- TASK
Can you reproduce, word for word, the part of the rock joint orientation text starting with "2.1 Delineation of" and going on through "stations or zones."?

1. INTRODUCTION ABSTRACT: The design of mining or civil works in discontinuous rock requires quantification of the joint orientations. Five schemes for partitioning the joint orientations from a site into homogeneous domains are first reviewed and then applied to the data from two mines. The structural data in both cases were collected from stations distributed along the mine drifts. A comparison of the results shows that the choice of a general procedure for testing similarity is difficult. Sequential use of several schemes may be useful.
A description of the structural features of rock mass is required for design and development of excavations in rock; this is particularly true for the case of underground mines-the source of the examples discussed in this paper. The description includes a definition of the suitable geometric parameters of joints and a subdivision of the site into homogeneous structural domains. One of the important and well-used geometric properties of joints is the orientation. Joint orientations form the basis for definition of joint sets (or clusters of joints around preferred orientations) and comparative tests for similarity of joint populations (Grossman, 1983; Miller, 1983; Mahtab & Yegulalp, 1984). In what follows we first examine the bases of five similarity criteria, or schemes, that have been proposed in the literature for differentiation between two joint samples. We then apply these schemes for combining joint orientations (from two example mines) into homogeneous domains.
2.1 Delineation of Clusters 2. PROCEDURES FOR DEFINING HOMOGENEOUS DOMAINS Four of the selected schemes involve delineation of clusters in the orientation data prior to defining homogeneous domains. The following discussion is, therefore, directed first to the delineation of clusters and second to the criteria for determining similarity between clusters or the entire sample from different observation stations or zones.
In the method of Mahtab and Yegulalp (1984), scheme 1, and its relaxed version by Berry et al. (1990), scheme 2, the orientation clusters are defined through the use of program PATCH of (Mahtab et al., 1972). In this approach the poles of the observed joints are projected on the upper hemisphere which is divided into 100, equal-area, quadrilateral cells or patches. A cluster is defined as a collection of adjacent patches such that the density of points in each patch exceeds a random cut-off defined by Poisson distribution. The distribution of points in a cluster is compared with the hemi- spherical-normal distribution of Arnold (1941), together with computation of the distribution parameters: mean orientation; the cone of confidence, within which the population mean will occur with a given probability; and a concentration factor. The selection of the Poisson cut-off level (5% in our case), the probability level for the cone of confidence (90% and 95% in our case), and the significance threshold for the size of a cluster (usually 5% or 10%) will, as pointed out by Kulatilake (1990), affect the resulting clusters. However, as in several other statistical techniques for analyzing structural data, user-selected cut-off (tempered with experience) are a practical requirement.

- DATASET CONTENT
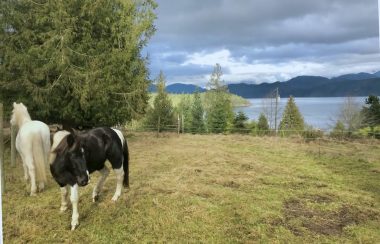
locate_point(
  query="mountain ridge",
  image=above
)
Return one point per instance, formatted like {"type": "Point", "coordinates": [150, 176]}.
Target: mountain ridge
{"type": "Point", "coordinates": [360, 84]}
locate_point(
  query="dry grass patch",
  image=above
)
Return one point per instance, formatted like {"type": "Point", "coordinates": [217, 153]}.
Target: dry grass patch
{"type": "Point", "coordinates": [213, 188]}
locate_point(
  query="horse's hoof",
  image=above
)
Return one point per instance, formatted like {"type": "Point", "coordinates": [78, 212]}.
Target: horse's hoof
{"type": "Point", "coordinates": [74, 225]}
{"type": "Point", "coordinates": [95, 198]}
{"type": "Point", "coordinates": [41, 187]}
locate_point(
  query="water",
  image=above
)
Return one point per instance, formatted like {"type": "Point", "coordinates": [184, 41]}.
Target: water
{"type": "Point", "coordinates": [319, 112]}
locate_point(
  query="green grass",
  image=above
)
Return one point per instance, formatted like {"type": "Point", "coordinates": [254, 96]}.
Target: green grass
{"type": "Point", "coordinates": [236, 100]}
{"type": "Point", "coordinates": [214, 189]}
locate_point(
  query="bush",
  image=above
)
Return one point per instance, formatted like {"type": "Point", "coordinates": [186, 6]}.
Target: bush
{"type": "Point", "coordinates": [311, 134]}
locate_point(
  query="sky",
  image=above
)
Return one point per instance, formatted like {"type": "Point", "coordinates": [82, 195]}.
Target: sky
{"type": "Point", "coordinates": [258, 41]}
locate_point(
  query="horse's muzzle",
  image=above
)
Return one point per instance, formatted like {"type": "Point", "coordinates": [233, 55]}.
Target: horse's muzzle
{"type": "Point", "coordinates": [82, 181]}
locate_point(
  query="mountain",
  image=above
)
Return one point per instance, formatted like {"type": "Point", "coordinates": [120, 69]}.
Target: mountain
{"type": "Point", "coordinates": [377, 74]}
{"type": "Point", "coordinates": [310, 86]}
{"type": "Point", "coordinates": [361, 84]}
{"type": "Point", "coordinates": [359, 76]}
{"type": "Point", "coordinates": [179, 88]}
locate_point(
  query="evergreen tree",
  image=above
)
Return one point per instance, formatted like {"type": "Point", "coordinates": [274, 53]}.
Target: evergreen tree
{"type": "Point", "coordinates": [262, 125]}
{"type": "Point", "coordinates": [161, 115]}
{"type": "Point", "coordinates": [292, 120]}
{"type": "Point", "coordinates": [218, 103]}
{"type": "Point", "coordinates": [184, 109]}
{"type": "Point", "coordinates": [339, 130]}
{"type": "Point", "coordinates": [240, 122]}
{"type": "Point", "coordinates": [372, 111]}
{"type": "Point", "coordinates": [76, 62]}
{"type": "Point", "coordinates": [197, 112]}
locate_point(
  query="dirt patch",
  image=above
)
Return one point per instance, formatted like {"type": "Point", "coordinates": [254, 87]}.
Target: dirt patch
{"type": "Point", "coordinates": [231, 184]}
{"type": "Point", "coordinates": [301, 216]}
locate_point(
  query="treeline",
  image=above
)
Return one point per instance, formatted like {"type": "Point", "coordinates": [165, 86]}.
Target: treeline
{"type": "Point", "coordinates": [77, 63]}
{"type": "Point", "coordinates": [214, 114]}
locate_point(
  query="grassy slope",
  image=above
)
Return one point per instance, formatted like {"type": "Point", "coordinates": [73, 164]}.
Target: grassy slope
{"type": "Point", "coordinates": [214, 188]}
{"type": "Point", "coordinates": [236, 100]}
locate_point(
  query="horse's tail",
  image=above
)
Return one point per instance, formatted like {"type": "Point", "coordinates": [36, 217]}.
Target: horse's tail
{"type": "Point", "coordinates": [39, 157]}
{"type": "Point", "coordinates": [126, 164]}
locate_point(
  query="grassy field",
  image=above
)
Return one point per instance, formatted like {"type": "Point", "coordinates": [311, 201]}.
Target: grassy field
{"type": "Point", "coordinates": [236, 100]}
{"type": "Point", "coordinates": [214, 189]}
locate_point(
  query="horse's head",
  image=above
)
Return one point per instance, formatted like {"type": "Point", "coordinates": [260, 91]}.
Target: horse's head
{"type": "Point", "coordinates": [19, 114]}
{"type": "Point", "coordinates": [76, 158]}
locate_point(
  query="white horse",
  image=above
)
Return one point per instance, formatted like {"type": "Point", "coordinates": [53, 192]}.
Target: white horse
{"type": "Point", "coordinates": [33, 145]}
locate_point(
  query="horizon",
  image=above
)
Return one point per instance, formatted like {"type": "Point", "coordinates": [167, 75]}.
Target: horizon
{"type": "Point", "coordinates": [250, 83]}
{"type": "Point", "coordinates": [263, 42]}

- EXERCISE RESULT
2.1 Delineation of Clusters 2. PROCEDURES FOR DEFINING HOMOGENEOUS DOMAINS Four of the selected schemes involve delineation of clusters in the orientation data prior to defining homogeneous domains. The following discussion is, therefore, directed first to the delineation of clusters and second to the criteria for determining similarity between clusters or the entire sample from different observation stations or zones.